SET TASK:
Copy out every line of the material below without any change, and leave the pictures out of your answer.

DATASET:
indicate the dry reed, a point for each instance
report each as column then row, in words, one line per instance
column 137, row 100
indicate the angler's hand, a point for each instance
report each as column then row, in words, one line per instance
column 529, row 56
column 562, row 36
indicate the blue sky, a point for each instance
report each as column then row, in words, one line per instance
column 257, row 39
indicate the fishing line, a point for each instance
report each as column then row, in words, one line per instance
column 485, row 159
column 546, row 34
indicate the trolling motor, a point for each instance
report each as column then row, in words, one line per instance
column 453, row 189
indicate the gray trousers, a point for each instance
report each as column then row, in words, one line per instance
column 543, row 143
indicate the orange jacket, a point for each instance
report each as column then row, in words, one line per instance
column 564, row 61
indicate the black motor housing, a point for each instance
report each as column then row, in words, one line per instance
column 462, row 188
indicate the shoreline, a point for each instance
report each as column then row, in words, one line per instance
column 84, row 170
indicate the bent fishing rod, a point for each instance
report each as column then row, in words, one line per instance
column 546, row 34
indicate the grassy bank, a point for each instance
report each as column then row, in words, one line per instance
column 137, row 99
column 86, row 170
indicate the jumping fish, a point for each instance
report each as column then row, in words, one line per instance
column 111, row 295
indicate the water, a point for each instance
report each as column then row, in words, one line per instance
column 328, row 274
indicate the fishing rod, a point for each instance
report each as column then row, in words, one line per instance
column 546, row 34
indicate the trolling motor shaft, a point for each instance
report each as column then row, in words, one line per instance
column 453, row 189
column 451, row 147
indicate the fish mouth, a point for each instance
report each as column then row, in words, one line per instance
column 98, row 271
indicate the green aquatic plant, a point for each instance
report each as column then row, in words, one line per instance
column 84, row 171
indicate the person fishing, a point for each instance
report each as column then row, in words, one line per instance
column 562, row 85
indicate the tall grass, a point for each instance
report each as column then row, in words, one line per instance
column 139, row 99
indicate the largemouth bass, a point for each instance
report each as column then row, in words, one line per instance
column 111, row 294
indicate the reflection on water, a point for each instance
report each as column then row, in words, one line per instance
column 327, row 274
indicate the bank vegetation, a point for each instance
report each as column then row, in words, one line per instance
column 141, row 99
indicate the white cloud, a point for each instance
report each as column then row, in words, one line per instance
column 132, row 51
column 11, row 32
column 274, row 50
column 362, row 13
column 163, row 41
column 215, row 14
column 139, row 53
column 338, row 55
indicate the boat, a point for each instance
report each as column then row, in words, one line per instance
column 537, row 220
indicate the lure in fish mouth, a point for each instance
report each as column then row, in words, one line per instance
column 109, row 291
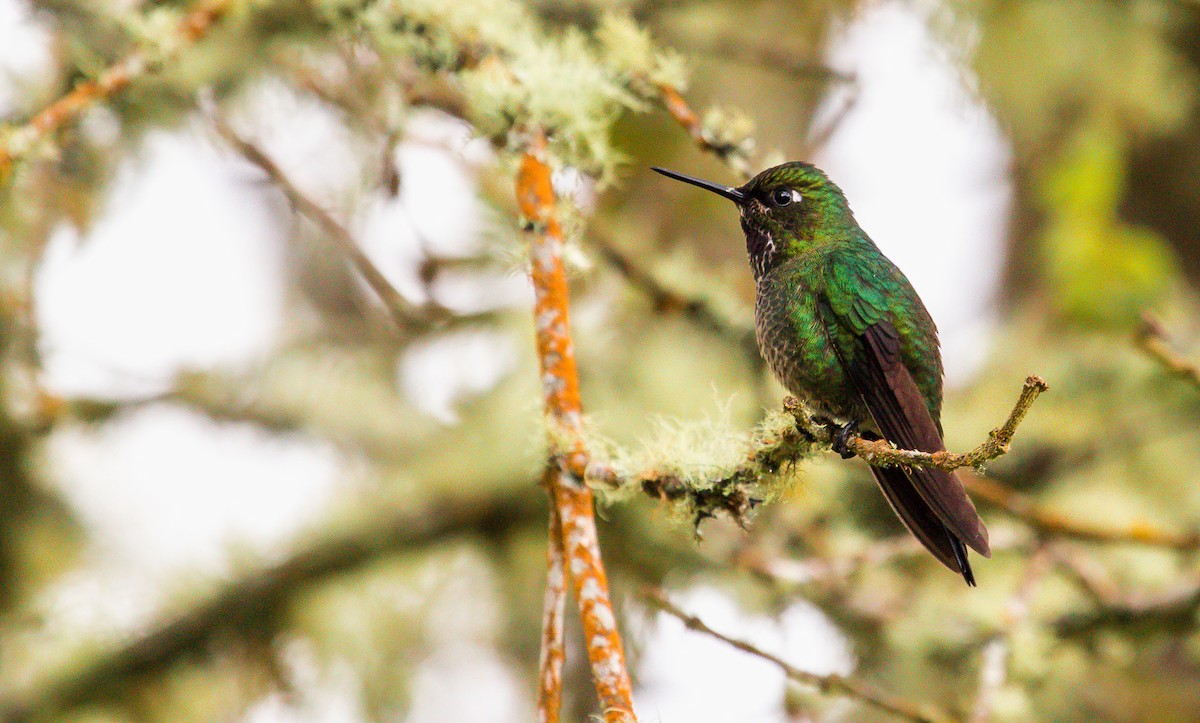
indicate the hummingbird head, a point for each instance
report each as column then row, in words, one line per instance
column 785, row 210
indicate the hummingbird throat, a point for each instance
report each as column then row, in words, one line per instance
column 760, row 248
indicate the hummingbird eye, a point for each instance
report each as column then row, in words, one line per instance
column 785, row 196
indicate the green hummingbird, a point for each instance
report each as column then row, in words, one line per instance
column 843, row 328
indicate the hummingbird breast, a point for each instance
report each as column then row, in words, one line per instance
column 795, row 340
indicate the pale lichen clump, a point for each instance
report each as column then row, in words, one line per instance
column 557, row 85
column 708, row 465
column 516, row 77
column 630, row 52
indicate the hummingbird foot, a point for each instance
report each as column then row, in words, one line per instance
column 841, row 438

EXPECTED ANSWER:
indicate the dry reed, a point for each instance
report each as column then row, in words, one line per instance
column 137, row 100
indicate the angler's hand, a point for each instance
report each as column then row, in words, one line per instance
column 529, row 56
column 562, row 36
indicate the blue sky, a point for each instance
report each as column then row, in words, one line per instance
column 257, row 39
indicate the fishing line, a point for each instance
report each as column then row, in words, one line per instance
column 485, row 159
column 546, row 34
indicate the trolling motor, a point for each instance
report each as column then row, in words, one line per instance
column 453, row 189
indicate the gray trousers, a point for each instance
report each as column then row, in words, one line per instance
column 543, row 143
indicate the orange jacket, a point for each instance
report each as column then row, in words, one line per instance
column 564, row 61
indicate the black motor housing, a point for each instance
report each as column then row, in words, one line per instance
column 462, row 188
indicate the shoreline, a point for each instance
report each as column then row, in words, one line per instance
column 84, row 170
indicate the bent fishing rod, a point for each instance
report each as column then row, in words, one line per instance
column 546, row 34
indicate the grassy bank, a point for each instance
report each as column then row, in words, one line per instance
column 137, row 99
column 86, row 170
indicate the jumping fish, a point for each instance
report each as column then row, in words, one line per instance
column 111, row 295
indicate the water, a point for each instance
report each as column then row, in words, one line per instance
column 328, row 274
indicate the fishing rod, a point for each instance
report each as column then row, in words, one line per instance
column 546, row 34
indicate the trolling motor shaft, a point for each instance
report each as column then row, in words, one line per instance
column 453, row 189
column 451, row 147
indicate the fish mouth, a point for each instance
report each as column then row, in words, one line per instance
column 98, row 271
indicate the green aquatic plant, a point for each instance
report each as column then row, in words, one line per instance
column 84, row 171
indicate the person fishing, a point for each instance
report each as column then row, in words, one line per instance
column 562, row 85
indicate the tall grass, a point for each instance
report each as column then row, in words, one line per instance
column 139, row 99
indicate the largemouth bass, a point for each instance
report each as column then row, in words, one line per instance
column 111, row 294
indicate the reflection on water, a point for each instance
report each as column then row, in words, one line per instance
column 327, row 274
indicate the bank vegetation, a point for each instance
report each as column then row, in words, one line per instance
column 141, row 99
indicate the white cloud, a point for each instance
report each as column then row, in words, one line per instance
column 132, row 51
column 11, row 32
column 274, row 50
column 362, row 13
column 163, row 41
column 215, row 14
column 139, row 53
column 338, row 55
indicate the boat, a point for each instance
report each as column then row, in words, one line per instance
column 537, row 220
indicate the lure in fish mouth, a point for each instance
report each as column then row, in words, one line per instance
column 109, row 291
indicate the hummingbird head, a point for each instance
report each as column then row, in words, one line per instance
column 785, row 210
indicate the hummingbird throat, a point for each instance
report each as column then row, in words, one line per instance
column 760, row 248
indicate the hummingbird eye, a point for each instance
report each as column then row, in words, one line per instance
column 785, row 196
indicate the green hummingbird, a point for each instance
report each as column then row, in words, one line per instance
column 843, row 328
indicate the hummingbird breast, a point for each instance
report each as column then row, in words, one line per instance
column 795, row 340
indicate the pale lichen clump, a point for each instance
report each as column then row, in words, one line per instance
column 557, row 85
column 708, row 465
column 516, row 77
column 630, row 52
indicate the hummingbird foot, a point for each instance
report each as column then row, in words, one line per instance
column 841, row 438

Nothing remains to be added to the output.